--- WHAT TO WORK ON ---
Show each line below that contains the word "segment".
── RECORDED INFORMATION ──
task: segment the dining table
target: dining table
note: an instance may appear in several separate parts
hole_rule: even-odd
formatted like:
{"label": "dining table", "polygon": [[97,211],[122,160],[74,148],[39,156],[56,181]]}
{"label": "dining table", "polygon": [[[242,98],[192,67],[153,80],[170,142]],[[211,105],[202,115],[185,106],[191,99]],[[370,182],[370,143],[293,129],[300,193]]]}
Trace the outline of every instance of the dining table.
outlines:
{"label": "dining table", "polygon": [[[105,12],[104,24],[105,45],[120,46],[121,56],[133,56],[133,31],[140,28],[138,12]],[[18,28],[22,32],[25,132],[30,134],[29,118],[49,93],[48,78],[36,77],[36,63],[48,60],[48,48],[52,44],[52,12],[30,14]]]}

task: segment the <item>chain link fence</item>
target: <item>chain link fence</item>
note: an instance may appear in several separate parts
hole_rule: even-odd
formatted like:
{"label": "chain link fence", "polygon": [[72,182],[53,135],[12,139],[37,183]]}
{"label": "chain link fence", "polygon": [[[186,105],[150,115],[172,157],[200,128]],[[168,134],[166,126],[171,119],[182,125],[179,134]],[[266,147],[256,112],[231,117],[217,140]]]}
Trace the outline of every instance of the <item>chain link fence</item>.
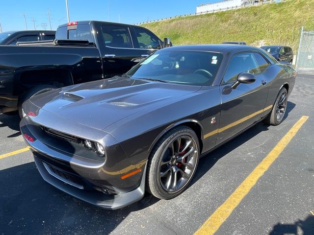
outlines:
{"label": "chain link fence", "polygon": [[314,75],[314,31],[302,30],[297,58],[297,72]]}

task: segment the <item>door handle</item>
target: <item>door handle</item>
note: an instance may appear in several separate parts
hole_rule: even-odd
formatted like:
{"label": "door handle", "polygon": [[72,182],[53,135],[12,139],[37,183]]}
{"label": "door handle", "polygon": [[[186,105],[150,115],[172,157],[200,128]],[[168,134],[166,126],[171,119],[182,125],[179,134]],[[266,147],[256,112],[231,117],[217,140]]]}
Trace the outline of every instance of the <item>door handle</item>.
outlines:
{"label": "door handle", "polygon": [[113,54],[108,54],[105,55],[105,57],[107,58],[113,58],[116,57],[116,55],[114,55]]}

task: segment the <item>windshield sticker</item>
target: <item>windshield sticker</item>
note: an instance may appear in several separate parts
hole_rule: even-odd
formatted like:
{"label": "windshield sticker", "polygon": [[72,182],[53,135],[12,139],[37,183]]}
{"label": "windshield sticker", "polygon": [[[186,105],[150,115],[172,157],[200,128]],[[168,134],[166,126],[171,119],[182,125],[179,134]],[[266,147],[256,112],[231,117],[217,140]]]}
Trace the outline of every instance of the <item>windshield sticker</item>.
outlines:
{"label": "windshield sticker", "polygon": [[151,56],[150,56],[147,59],[146,59],[145,60],[143,61],[141,63],[141,65],[147,65],[147,64],[150,63],[151,61],[152,61],[153,60],[154,60],[155,59],[156,59],[156,57],[157,57],[157,56],[158,56],[158,55],[159,55],[158,54],[157,54],[153,55]]}

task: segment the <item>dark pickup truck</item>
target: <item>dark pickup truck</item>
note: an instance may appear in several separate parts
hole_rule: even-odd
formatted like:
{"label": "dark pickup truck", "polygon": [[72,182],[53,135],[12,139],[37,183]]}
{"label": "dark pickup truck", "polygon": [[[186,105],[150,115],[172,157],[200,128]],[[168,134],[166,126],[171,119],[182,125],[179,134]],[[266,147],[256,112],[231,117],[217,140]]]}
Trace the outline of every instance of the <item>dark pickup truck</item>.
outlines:
{"label": "dark pickup truck", "polygon": [[55,31],[10,31],[0,33],[0,45],[16,45],[17,43],[54,39]]}
{"label": "dark pickup truck", "polygon": [[0,113],[19,110],[40,91],[121,75],[171,45],[138,26],[81,21],[59,26],[54,40],[0,46]]}

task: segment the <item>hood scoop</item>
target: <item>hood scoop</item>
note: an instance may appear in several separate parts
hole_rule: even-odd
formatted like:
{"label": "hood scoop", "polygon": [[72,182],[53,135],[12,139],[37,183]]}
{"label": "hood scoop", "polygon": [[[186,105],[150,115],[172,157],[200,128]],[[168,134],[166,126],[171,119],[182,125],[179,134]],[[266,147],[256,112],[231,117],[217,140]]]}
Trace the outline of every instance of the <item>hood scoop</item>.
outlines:
{"label": "hood scoop", "polygon": [[118,106],[123,106],[123,107],[136,106],[136,105],[138,105],[137,104],[134,104],[133,103],[129,103],[128,102],[110,102],[107,103],[109,104],[111,104],[111,105],[117,105]]}
{"label": "hood scoop", "polygon": [[71,92],[65,92],[63,93],[63,94],[67,97],[71,98],[73,99],[75,99],[76,100],[81,100],[85,98],[85,97],[82,96],[81,95],[78,95],[78,94],[75,94],[74,93],[71,93]]}

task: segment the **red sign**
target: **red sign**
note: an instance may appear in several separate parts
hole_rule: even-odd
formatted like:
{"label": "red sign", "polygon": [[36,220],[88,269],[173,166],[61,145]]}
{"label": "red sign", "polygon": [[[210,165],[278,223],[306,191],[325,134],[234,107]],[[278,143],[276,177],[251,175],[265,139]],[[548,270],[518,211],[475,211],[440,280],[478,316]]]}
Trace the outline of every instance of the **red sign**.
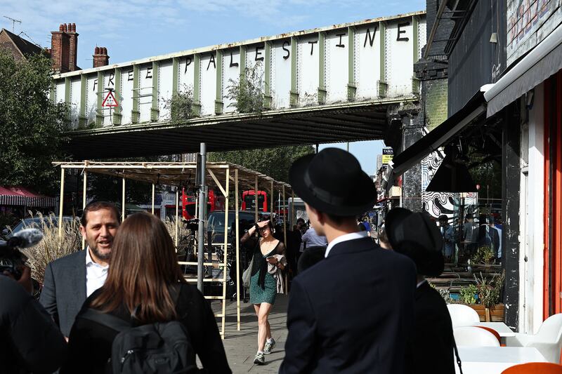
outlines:
{"label": "red sign", "polygon": [[115,96],[113,95],[112,91],[107,92],[105,98],[103,99],[103,102],[101,103],[102,107],[118,107],[117,100],[115,100]]}

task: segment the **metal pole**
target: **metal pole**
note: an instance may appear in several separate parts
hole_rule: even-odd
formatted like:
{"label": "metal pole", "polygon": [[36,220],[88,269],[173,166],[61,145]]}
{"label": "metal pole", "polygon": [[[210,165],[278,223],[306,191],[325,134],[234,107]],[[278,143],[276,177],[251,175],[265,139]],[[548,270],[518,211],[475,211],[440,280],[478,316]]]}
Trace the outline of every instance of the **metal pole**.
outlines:
{"label": "metal pole", "polygon": [[65,201],[65,169],[60,168],[60,200],[58,201],[58,238],[63,237],[63,206]]}
{"label": "metal pole", "polygon": [[125,177],[123,177],[123,193],[122,194],[122,204],[121,206],[121,220],[125,220]]}
{"label": "metal pole", "polygon": [[258,176],[256,175],[256,184],[254,185],[254,201],[256,212],[256,222],[258,222]]}
{"label": "metal pole", "polygon": [[[271,202],[270,203],[271,208],[270,209],[270,211],[269,213],[269,219],[271,221],[271,223],[273,224],[273,180],[271,181],[271,191],[269,194],[269,196],[270,196],[270,199],[271,200]],[[281,213],[280,207],[279,212]]]}
{"label": "metal pole", "polygon": [[[283,185],[283,201],[285,201],[285,185]],[[283,244],[285,245],[285,248],[287,248],[287,220],[283,220],[283,241],[283,241]],[[287,255],[286,253],[285,253],[285,255]],[[287,276],[287,272],[285,272],[285,295],[287,295],[289,293],[289,290],[288,290],[289,282],[287,281],[288,277]]]}
{"label": "metal pole", "polygon": [[[88,172],[86,169],[84,170],[84,186],[82,187],[82,214],[84,214],[84,210],[86,208],[86,186],[87,185],[87,174]],[[82,249],[86,248],[86,238],[82,237]]]}
{"label": "metal pole", "polygon": [[236,321],[240,330],[240,233],[238,222],[238,169],[234,169],[234,208],[236,214]]}
{"label": "metal pole", "polygon": [[155,185],[152,183],[152,214],[154,214],[154,195],[155,195]]}
{"label": "metal pole", "polygon": [[174,243],[176,244],[176,252],[178,251],[178,226],[179,226],[179,216],[178,214],[178,206],[179,206],[179,189],[176,187],[176,225],[175,225],[175,229],[176,229],[176,236],[174,237]]}
{"label": "metal pole", "polygon": [[[202,293],[203,241],[205,239],[205,222],[207,220],[207,217],[205,217],[205,206],[207,206],[207,203],[205,203],[207,201],[207,184],[205,183],[207,146],[205,143],[201,143],[200,152],[201,165],[200,165],[200,172],[201,173],[201,187],[199,189],[199,229],[197,230],[197,289]],[[211,259],[209,259],[209,261],[211,261]]]}

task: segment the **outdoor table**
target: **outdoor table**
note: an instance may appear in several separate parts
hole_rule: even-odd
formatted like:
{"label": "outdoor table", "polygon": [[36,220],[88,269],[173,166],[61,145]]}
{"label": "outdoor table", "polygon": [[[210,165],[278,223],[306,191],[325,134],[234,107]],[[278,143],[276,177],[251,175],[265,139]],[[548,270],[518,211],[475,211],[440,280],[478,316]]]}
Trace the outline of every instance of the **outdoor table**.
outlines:
{"label": "outdoor table", "polygon": [[497,331],[497,333],[499,334],[499,336],[502,338],[515,336],[515,333],[514,333],[511,330],[511,329],[509,328],[507,326],[507,325],[506,325],[503,322],[480,322],[473,326],[489,327],[490,328],[493,328],[494,330]]}
{"label": "outdoor table", "polygon": [[[458,349],[464,374],[500,374],[518,363],[547,362],[536,348],[530,347],[459,347]],[[460,373],[456,363],[455,368]]]}

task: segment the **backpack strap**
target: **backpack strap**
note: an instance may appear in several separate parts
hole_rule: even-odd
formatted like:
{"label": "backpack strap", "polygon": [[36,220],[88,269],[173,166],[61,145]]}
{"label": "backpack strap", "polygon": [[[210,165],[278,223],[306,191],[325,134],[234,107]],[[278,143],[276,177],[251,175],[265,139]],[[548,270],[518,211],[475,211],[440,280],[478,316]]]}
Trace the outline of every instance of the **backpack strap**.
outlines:
{"label": "backpack strap", "polygon": [[93,321],[93,322],[96,322],[119,332],[131,327],[131,323],[129,322],[108,313],[103,313],[103,312],[93,308],[87,308],[84,313],[80,314],[80,317]]}

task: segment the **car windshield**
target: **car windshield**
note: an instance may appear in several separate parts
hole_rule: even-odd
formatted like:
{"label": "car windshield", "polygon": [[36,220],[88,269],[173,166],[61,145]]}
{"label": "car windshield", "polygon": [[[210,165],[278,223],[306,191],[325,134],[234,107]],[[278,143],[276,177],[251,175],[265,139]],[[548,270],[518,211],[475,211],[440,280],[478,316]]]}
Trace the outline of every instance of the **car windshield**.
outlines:
{"label": "car windshield", "polygon": [[[228,231],[230,231],[234,220],[235,218],[235,212],[228,211]],[[247,221],[248,223],[254,222],[254,215],[248,214],[247,213],[238,212],[238,221],[243,220]],[[215,232],[224,232],[224,212],[211,212],[209,215],[207,220],[207,231],[213,231]]]}
{"label": "car windshield", "polygon": [[[63,222],[70,222],[72,220],[72,218],[69,217],[64,217],[63,218]],[[7,239],[10,239],[13,236],[13,234],[18,232],[20,232],[24,229],[31,229],[31,228],[36,228],[39,229],[43,229],[44,225],[46,225],[48,227],[51,227],[51,225],[58,225],[58,218],[25,218],[25,220],[22,220],[20,221],[20,223],[16,225],[11,231],[8,230],[8,232],[6,234],[6,237]]]}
───
--- CORRECT ANSWER ---
task: segment the dining table
task: segment the <item>chain link fence</item>
task: segment the <item>door handle</item>
task: segment the <item>windshield sticker</item>
task: segment the <item>dark pickup truck</item>
task: segment the <item>hood scoop</item>
task: segment the **red sign**
task: segment the **metal pole**
task: segment the **outdoor table**
task: segment the **backpack strap**
task: segment the **car windshield**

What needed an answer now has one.